* [Dataset records]
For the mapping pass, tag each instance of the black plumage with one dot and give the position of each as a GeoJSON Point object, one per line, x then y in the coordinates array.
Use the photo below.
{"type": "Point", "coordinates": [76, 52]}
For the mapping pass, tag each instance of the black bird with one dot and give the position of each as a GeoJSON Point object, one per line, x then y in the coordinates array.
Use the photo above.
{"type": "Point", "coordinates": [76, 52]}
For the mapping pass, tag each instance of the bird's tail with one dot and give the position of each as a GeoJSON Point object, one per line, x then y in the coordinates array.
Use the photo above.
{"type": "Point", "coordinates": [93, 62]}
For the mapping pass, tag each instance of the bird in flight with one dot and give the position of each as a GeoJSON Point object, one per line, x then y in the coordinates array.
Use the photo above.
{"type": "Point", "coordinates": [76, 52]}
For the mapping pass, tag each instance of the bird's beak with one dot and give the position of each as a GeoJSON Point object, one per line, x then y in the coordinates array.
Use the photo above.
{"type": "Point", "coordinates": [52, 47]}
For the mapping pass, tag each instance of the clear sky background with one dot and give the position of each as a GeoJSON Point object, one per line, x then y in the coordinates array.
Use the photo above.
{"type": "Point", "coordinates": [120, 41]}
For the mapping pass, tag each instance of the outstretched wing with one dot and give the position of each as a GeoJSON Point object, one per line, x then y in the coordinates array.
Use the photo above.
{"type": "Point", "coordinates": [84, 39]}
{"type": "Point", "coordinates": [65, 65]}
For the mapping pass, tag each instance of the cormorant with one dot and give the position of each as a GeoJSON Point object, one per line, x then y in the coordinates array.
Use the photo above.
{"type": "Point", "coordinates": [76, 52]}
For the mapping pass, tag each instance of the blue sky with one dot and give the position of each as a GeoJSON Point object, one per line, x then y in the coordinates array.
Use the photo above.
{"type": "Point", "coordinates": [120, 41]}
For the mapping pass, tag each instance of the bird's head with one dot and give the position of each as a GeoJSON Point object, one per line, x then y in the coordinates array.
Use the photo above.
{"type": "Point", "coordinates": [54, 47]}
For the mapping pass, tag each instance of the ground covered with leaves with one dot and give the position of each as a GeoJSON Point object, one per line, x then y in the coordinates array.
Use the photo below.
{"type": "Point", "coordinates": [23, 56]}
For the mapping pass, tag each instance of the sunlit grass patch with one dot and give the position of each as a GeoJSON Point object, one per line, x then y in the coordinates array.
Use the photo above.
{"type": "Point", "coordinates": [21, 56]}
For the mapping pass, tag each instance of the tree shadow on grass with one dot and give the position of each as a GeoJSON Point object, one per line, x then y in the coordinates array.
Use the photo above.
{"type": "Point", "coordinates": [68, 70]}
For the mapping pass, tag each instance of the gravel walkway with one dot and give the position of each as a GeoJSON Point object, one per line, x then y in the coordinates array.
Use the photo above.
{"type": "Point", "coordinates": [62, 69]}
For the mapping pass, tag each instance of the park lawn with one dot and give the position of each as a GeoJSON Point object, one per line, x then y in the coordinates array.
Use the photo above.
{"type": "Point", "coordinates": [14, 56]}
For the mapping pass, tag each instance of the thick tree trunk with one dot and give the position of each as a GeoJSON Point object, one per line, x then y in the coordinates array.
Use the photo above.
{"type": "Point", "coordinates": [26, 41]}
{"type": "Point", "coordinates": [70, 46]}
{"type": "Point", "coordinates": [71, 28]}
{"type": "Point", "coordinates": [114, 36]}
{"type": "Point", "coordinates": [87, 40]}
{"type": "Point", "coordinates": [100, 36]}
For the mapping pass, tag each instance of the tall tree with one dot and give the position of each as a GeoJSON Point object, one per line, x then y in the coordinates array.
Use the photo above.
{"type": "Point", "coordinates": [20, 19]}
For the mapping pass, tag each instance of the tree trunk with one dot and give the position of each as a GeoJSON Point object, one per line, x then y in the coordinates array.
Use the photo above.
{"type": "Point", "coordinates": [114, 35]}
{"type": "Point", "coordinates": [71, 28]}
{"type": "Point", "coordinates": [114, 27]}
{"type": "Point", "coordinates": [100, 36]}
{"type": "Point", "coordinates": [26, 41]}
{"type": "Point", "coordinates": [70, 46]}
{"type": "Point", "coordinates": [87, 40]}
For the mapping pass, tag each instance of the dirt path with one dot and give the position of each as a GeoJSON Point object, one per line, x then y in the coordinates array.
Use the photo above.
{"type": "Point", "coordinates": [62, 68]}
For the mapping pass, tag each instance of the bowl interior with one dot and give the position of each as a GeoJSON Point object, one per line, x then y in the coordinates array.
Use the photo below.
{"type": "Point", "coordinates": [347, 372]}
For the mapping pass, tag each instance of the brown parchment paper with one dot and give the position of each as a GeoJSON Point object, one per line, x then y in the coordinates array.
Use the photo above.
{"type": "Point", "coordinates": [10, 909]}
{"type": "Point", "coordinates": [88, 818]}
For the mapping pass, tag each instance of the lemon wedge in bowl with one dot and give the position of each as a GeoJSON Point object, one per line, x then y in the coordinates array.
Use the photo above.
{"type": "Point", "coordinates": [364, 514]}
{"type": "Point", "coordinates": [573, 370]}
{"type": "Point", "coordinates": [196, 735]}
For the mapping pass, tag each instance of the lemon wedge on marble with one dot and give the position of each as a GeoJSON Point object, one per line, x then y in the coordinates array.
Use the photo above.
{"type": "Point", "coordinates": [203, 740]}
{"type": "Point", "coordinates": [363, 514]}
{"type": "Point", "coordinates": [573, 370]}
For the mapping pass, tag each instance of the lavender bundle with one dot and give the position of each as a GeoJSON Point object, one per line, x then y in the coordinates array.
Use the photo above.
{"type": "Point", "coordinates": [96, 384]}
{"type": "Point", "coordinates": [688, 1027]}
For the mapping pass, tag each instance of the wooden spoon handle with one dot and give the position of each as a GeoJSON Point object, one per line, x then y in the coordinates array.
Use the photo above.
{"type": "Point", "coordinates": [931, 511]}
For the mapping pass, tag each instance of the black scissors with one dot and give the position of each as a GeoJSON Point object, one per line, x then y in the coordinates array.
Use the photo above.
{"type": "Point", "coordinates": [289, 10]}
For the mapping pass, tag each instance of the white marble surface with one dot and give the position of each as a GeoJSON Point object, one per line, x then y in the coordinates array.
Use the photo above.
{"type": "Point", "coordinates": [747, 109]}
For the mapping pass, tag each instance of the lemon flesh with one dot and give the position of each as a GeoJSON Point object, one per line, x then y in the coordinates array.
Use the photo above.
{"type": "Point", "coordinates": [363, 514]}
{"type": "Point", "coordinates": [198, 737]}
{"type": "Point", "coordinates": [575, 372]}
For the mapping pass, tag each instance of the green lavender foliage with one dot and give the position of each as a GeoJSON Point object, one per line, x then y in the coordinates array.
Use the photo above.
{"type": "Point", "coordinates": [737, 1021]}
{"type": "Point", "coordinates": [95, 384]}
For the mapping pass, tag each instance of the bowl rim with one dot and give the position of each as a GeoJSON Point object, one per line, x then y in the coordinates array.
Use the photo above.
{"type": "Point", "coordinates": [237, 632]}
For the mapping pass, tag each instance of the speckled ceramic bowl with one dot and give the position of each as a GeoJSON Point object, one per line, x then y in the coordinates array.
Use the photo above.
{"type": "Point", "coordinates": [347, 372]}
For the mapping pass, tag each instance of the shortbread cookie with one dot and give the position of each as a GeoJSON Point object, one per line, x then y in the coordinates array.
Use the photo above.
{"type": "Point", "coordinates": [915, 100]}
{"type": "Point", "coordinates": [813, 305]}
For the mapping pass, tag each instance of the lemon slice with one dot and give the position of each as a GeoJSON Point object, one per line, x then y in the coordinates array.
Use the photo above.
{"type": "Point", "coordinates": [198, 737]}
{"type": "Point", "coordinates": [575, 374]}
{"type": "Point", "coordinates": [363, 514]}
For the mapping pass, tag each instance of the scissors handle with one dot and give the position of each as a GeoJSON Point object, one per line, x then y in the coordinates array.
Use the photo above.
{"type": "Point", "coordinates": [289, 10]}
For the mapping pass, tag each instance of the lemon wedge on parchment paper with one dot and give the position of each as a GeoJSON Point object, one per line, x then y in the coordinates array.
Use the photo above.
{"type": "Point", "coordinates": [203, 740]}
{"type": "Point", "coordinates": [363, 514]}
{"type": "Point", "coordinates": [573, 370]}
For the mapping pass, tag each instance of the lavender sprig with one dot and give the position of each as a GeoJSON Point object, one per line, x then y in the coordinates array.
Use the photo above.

* [Task prompt] Locate the line that contains "For the mapping pass, tag each instance of the shortbread". Repeat it and every line after it, up to and including the final line, exactly.

* [The result]
For the mapping pass, tag each instance of the shortbread cookie with one dot and give the position of each as a GeoJSON Point object, one per line, x then y in the coordinates array.
Use the photo above.
{"type": "Point", "coordinates": [915, 100]}
{"type": "Point", "coordinates": [813, 305]}
For the mapping pass, tag each instance of the lemon slice with one dot and give the position of each as a GeoJSON Point object, one per line, x then y in the coordinates array.
Use the photo above.
{"type": "Point", "coordinates": [198, 737]}
{"type": "Point", "coordinates": [575, 374]}
{"type": "Point", "coordinates": [363, 514]}
For the mapping pass, tag each instance of the scissors handle with one dot and give the position of each as a GeoJSON Point object, one per line, x then y in the coordinates array.
Use the photo above.
{"type": "Point", "coordinates": [289, 10]}
For the mapping pass, tag each instance of the lemon wedge on parchment paper with one dot and give the position of each as a GeoJSON Point object, one per line, x then y in the coordinates array.
Use the photo above.
{"type": "Point", "coordinates": [203, 740]}
{"type": "Point", "coordinates": [363, 514]}
{"type": "Point", "coordinates": [573, 370]}
For the mapping pass, tag each instance of the lavender sprig with one dot and give the position of each as a GeoJSON Point object, one per line, x then y in the coordinates array.
Use the photo above.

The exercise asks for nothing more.